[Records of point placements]
———

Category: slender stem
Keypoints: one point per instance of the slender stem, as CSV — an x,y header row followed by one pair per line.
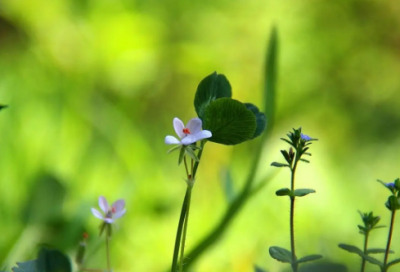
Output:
x,y
365,251
174,266
108,253
184,212
389,238
185,229
292,199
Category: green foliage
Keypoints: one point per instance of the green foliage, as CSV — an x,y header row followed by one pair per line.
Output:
x,y
229,121
211,88
303,192
259,269
261,120
28,266
393,203
284,192
51,260
309,258
281,254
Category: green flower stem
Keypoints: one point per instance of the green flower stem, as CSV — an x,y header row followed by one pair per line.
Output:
x,y
179,233
365,250
174,266
389,239
292,199
108,253
189,194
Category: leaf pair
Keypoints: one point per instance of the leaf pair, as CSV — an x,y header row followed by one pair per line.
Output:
x,y
285,256
230,121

———

■ **AIM**
Copy out every line of the material above word for word, leaving out the picture.

■ **OUTPUT OF THE EXERCISE**
Category: slender stem
Keypoints: one point per instance of the slender stem, as CSV — an x,y header row followed by one pair per line.
Output:
x,y
365,251
174,266
108,253
184,212
389,238
185,229
292,199
Category: green foliage
Keypoints: one point per instance of the green foliage, as CSV — an x,y header row followed by one pair per line.
Output:
x,y
229,121
211,88
303,192
259,269
261,120
28,266
393,203
284,192
51,260
309,258
281,254
Category: green flower stem
Keypoints: one point per instance of the green flower stem, as CSV — an x,y header row followed by one pair per line.
Output:
x,y
179,233
365,250
174,266
389,239
292,199
108,253
189,194
Category: leaf pair
Keypoints: one point per instance of the leaf pair, as CSV — an x,y header row followed by one pair per line.
Output:
x,y
285,256
230,121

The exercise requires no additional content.